■ Given problem ■
Exactly and only the lines from the one containing "the blue tarpaulin." through the close of the entries below are to be set down.

■ Provided data ■
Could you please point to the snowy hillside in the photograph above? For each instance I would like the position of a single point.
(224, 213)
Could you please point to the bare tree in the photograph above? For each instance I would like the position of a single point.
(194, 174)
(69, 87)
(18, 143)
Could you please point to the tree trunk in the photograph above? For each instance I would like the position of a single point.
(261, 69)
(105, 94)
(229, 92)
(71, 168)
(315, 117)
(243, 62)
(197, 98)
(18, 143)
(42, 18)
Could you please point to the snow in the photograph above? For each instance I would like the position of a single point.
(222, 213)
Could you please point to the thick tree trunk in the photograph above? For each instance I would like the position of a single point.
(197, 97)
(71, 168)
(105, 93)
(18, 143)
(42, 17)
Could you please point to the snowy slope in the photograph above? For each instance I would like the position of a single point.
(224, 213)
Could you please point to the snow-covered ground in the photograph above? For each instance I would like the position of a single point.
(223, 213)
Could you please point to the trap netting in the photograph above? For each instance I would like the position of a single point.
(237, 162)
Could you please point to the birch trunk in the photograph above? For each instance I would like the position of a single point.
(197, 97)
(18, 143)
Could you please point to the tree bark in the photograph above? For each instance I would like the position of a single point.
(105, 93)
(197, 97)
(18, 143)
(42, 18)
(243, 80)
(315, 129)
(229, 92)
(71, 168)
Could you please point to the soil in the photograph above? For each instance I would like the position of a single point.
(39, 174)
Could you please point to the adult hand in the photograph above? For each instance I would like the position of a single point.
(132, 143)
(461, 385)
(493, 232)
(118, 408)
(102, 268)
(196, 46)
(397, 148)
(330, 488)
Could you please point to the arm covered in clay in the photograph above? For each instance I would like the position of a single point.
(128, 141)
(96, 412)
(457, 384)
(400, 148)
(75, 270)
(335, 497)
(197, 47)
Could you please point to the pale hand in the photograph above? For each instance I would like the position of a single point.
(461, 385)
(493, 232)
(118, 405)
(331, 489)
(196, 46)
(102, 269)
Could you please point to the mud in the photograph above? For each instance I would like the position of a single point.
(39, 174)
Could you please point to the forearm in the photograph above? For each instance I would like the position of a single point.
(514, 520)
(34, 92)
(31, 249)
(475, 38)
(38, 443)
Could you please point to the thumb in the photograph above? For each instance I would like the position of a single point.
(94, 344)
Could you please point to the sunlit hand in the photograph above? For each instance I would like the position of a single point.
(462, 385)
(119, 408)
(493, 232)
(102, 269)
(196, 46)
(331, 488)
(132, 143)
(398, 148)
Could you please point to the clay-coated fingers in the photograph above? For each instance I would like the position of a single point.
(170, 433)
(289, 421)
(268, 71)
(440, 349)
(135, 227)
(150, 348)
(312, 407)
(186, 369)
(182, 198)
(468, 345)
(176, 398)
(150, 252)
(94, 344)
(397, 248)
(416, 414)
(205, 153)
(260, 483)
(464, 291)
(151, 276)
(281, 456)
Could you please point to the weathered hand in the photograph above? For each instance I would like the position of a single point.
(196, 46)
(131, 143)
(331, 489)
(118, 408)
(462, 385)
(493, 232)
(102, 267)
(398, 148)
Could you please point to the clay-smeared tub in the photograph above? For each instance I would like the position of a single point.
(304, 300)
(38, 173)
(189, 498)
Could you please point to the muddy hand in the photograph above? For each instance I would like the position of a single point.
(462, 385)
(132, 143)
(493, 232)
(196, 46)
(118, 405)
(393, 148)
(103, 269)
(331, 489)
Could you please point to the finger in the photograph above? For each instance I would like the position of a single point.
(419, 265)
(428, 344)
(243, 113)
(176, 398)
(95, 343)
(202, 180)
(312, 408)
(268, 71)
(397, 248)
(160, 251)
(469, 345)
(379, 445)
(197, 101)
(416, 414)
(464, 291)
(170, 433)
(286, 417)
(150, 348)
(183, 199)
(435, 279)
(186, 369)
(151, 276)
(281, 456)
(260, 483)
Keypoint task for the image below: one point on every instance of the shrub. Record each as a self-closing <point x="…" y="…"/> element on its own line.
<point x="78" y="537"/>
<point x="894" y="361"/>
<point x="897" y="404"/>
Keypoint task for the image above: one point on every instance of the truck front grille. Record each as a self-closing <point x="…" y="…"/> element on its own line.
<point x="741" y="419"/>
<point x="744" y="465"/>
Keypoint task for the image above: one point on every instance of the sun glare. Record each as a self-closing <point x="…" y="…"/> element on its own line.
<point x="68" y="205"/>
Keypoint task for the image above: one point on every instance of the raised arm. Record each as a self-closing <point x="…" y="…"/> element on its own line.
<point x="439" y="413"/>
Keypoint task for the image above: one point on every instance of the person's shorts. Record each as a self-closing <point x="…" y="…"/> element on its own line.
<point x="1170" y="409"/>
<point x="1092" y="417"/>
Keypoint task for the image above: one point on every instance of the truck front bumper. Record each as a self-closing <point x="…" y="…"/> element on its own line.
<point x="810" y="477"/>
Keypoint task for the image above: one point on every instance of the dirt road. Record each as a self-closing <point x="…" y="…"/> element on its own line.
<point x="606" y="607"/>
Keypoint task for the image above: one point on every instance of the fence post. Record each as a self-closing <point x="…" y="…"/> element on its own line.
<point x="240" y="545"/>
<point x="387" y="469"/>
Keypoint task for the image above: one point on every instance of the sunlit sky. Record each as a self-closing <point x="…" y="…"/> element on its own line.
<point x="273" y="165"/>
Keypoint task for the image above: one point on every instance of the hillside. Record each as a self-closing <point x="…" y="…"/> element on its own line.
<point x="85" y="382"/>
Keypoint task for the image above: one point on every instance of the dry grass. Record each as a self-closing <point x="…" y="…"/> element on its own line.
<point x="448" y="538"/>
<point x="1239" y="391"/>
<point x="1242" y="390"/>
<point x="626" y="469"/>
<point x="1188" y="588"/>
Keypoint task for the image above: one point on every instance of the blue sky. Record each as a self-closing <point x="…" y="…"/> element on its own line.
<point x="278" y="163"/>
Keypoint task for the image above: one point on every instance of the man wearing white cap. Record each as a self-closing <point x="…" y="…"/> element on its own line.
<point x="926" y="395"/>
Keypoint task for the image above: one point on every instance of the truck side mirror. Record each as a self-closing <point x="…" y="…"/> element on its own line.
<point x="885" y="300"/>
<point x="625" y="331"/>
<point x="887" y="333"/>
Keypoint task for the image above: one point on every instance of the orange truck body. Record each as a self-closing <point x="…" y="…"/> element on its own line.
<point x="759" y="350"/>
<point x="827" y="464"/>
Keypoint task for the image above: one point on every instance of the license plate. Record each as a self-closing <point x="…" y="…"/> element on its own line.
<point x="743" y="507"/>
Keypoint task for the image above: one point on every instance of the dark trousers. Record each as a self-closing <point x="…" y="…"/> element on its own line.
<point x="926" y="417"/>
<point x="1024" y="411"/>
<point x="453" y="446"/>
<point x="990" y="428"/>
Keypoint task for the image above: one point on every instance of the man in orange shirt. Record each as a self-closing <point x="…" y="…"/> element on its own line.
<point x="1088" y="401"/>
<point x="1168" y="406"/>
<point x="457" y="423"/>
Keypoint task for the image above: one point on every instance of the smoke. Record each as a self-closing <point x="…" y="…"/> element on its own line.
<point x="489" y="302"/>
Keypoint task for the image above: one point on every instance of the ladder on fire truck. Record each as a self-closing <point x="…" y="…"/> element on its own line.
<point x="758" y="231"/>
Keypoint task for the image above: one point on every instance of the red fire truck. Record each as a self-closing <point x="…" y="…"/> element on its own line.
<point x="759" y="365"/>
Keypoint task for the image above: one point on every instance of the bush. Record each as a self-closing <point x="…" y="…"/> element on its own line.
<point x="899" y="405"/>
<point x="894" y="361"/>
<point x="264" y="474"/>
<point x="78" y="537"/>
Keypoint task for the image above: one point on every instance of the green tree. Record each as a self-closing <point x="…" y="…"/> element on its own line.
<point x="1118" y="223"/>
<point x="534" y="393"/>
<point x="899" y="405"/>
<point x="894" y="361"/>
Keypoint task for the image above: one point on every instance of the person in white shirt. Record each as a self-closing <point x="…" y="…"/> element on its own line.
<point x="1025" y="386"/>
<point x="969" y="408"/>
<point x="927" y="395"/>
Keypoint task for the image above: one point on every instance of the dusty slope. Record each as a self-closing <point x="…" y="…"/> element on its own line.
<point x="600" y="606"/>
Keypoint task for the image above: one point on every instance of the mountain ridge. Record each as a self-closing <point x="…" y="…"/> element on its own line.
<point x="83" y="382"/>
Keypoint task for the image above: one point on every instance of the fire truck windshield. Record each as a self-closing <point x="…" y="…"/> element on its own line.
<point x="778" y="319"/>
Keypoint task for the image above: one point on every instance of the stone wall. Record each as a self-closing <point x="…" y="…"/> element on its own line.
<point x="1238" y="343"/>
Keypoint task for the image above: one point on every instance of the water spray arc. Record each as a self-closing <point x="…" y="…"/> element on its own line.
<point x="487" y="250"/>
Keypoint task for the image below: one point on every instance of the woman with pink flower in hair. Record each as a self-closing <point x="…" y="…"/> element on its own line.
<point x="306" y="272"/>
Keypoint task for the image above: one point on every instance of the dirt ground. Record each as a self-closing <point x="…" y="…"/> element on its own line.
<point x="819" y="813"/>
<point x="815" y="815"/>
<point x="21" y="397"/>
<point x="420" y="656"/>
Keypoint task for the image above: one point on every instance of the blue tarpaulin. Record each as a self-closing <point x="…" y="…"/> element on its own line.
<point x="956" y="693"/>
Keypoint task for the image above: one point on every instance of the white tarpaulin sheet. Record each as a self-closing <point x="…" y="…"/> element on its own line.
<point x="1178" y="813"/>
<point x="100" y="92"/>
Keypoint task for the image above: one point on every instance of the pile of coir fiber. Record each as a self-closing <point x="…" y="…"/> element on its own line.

■ Solution for this task ■
Keypoint task for the image above: one point on every instance of the blue tarpaulin. Record each as a self-closing <point x="…" y="…"/> element on its own line.
<point x="956" y="693"/>
Keypoint task for the image above: one point on every instance of the white tarpaulin sheet. Record each as a self-closing <point x="…" y="…"/> element on its own line.
<point x="1178" y="813"/>
<point x="100" y="92"/>
Keypoint task for the image above: one point on every instance of the pile of coir fiber. Record each as a self-closing <point x="…" y="…"/> element on its own line.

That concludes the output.